- _RECORDS TO USE_

--------------------

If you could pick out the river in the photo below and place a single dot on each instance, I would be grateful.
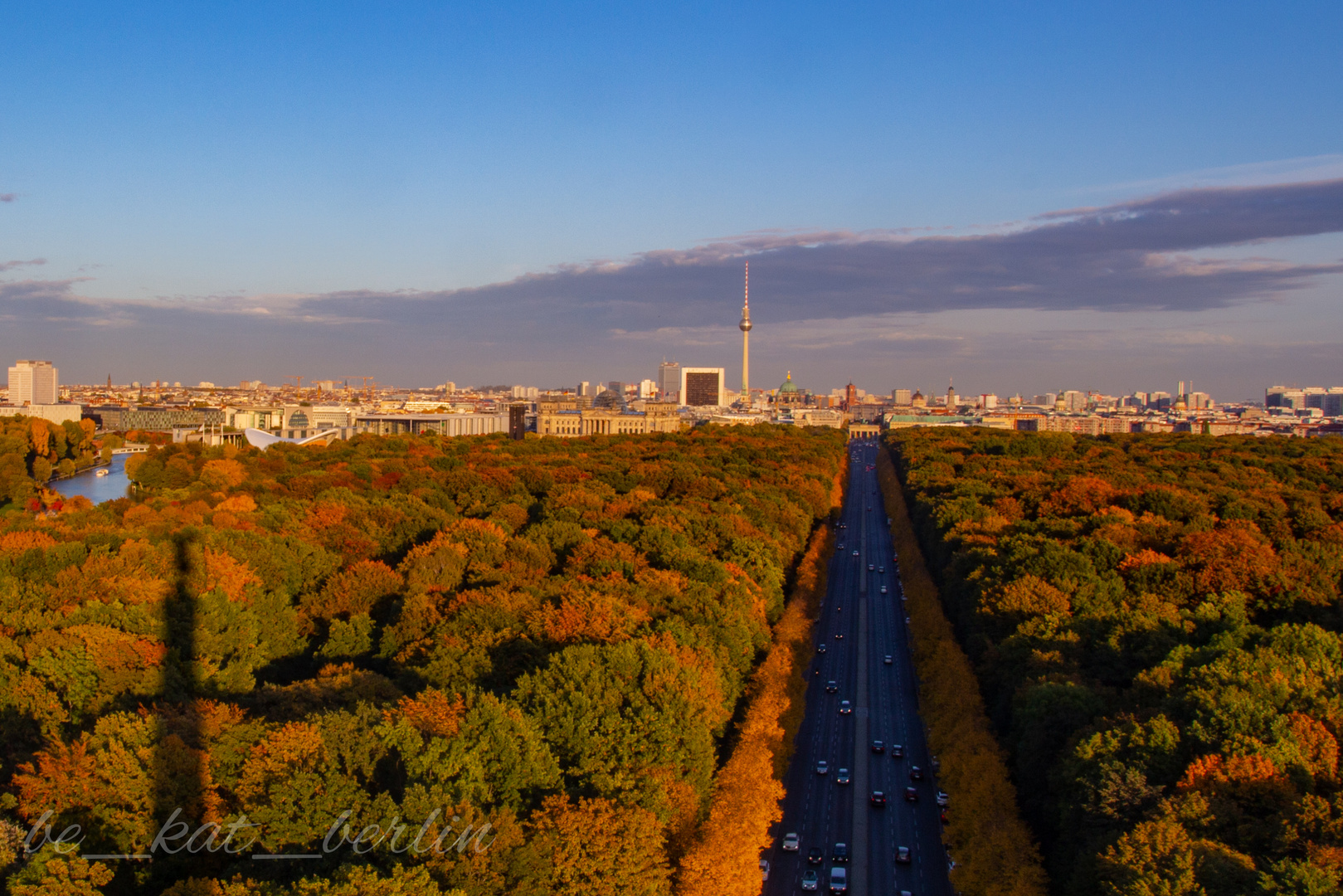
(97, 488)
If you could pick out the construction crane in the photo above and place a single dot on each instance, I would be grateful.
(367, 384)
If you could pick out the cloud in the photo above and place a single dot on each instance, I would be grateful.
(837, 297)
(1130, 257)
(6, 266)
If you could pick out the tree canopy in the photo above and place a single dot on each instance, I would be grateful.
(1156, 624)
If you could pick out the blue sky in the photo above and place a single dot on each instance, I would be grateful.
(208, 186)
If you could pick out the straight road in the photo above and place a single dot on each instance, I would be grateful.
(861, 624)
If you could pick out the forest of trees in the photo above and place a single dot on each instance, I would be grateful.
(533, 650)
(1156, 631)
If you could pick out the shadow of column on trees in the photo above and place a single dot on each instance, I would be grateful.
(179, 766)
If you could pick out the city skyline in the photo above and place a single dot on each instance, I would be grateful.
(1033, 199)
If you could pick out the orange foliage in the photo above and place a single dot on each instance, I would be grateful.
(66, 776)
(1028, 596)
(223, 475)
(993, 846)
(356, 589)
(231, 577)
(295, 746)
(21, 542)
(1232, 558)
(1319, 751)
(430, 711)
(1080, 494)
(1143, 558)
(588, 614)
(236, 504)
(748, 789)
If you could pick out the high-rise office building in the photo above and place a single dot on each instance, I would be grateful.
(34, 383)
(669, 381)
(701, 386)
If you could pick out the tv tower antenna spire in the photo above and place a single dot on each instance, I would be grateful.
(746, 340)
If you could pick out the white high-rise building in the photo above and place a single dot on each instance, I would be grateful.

--------------------

A faithful reproduction of every entry, with no pictures, is the expected answer.

- _EXERCISE SOLUTION_
If you could pick out the river in the photo below and place a single dot on each instance, I would be grateful.
(97, 488)
If you could pick out the construction crane in the photo above and place a single dot on each instance, I would be grateful.
(367, 384)
If you could pick out the cloud in the photo above and place a single dot on each instance, I would be grateful.
(837, 297)
(1130, 257)
(6, 266)
If you could pick out the tree canopy in the photo above and place a single dot on each instance, I would be grateful.
(1156, 624)
If you could pick out the blue sky in the photo above and place a single dot on each instance, I would be grateful.
(208, 186)
If you could pick out the straight road in the photo above and place a single dot on each instance, I would be grateful.
(861, 624)
If you could pick out the forest of trees in the photo above and place a single dot on each instance, I would be grateful.
(533, 650)
(1156, 631)
If you could pick out the shadow of column on trees in the photo above and place a single dot on each instance, I would be grateful.
(179, 766)
If you could pick out the city skyline in the photo above and place a single dot on each instance, I would be grateful.
(1033, 199)
If you could pick out the orange foliage in the photo above and place a single dot on each instance, I would be grateful.
(66, 776)
(1028, 596)
(223, 475)
(993, 846)
(356, 589)
(231, 577)
(295, 746)
(21, 542)
(1232, 558)
(1319, 751)
(430, 711)
(1080, 494)
(1143, 558)
(588, 614)
(236, 504)
(748, 789)
If you could pick out the high-rise office building in the photo above and place a single dot on each instance, I would be grateful.
(34, 383)
(669, 381)
(701, 386)
If you could pick out the tv tower antenna spire in the photo above and place a single dot on each instance, I would be grateful.
(746, 340)
If you could pick out the white high-rise building in the photo above and place a single dot on each instance, I would be grateful.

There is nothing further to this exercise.